# EXERCISE REQUIREMENTS
Find how many lines of the records hold the string "instance" and reply with only that total.

# MATERIALS PROVIDED
*-*-*

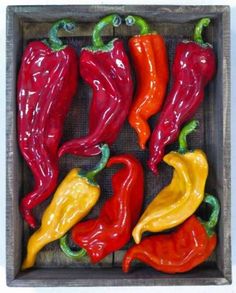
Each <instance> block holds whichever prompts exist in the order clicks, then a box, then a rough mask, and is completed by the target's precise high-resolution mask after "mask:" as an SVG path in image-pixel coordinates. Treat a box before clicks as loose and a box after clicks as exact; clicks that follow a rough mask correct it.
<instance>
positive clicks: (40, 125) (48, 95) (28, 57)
mask: <svg viewBox="0 0 236 293" xmlns="http://www.w3.org/2000/svg"><path fill="white" fill-rule="evenodd" d="M74 26H75V25H74V23H73V22H71V21H70V20H65V19H63V20H60V21H58V22H56V23H55V24H54V25H53V26H52V28H51V30H50V32H49V41H48V42H47V41H44V42H41V41H34V42H31V43H29V44H28V46H27V48H26V49H25V51H24V54H23V59H22V63H21V67H20V71H19V75H18V84H17V91H18V94H17V99H18V142H19V147H20V150H21V153H22V155H23V157H24V159H25V160H26V162H27V164H28V166H29V167H30V169H31V171H32V173H33V176H34V189H33V191H31V192H30V193H28V194H27V195H26V196H25V197H24V198H23V199H22V200H21V204H20V211H21V213H22V216H23V218H24V220H25V221H26V222H27V223H28V224H29V225H30V226H31V227H32V228H35V227H36V221H35V219H34V217H33V215H32V211H31V210H32V209H33V208H34V207H36V206H37V205H38V204H40V203H41V202H42V201H44V200H45V199H47V198H48V197H49V196H50V195H51V193H52V192H53V191H54V189H55V187H56V184H57V178H58V171H59V170H58V156H57V151H58V145H59V143H60V140H61V136H62V131H63V123H64V119H65V116H66V114H67V112H68V110H69V106H70V103H71V101H72V97H73V96H74V94H75V93H76V89H77V81H78V70H77V66H78V60H77V56H76V52H75V50H74V49H73V48H71V47H69V46H66V45H63V43H62V41H61V40H60V39H59V38H58V37H57V31H58V30H59V29H61V28H63V29H64V30H66V31H70V30H72V29H73V28H74Z"/></svg>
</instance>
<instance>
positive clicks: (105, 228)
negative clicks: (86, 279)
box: [61, 155, 144, 263]
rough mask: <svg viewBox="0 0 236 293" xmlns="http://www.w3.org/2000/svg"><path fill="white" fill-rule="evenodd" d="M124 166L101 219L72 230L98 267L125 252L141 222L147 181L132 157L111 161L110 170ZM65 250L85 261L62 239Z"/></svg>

*-*-*

# ANSWER TO THE PROBLEM
4